[Collected data entries]
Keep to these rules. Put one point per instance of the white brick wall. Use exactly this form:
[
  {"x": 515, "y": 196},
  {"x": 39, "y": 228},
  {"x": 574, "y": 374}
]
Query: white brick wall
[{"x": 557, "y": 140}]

» Task brief: Duplicate the data above line for line, changing nothing.

» Response:
Keep to these rules. Put one point per instance of the white brick wall. Use exactly this form:
[
  {"x": 515, "y": 196},
  {"x": 39, "y": 228},
  {"x": 574, "y": 374}
]
Query: white brick wall
[{"x": 557, "y": 140}]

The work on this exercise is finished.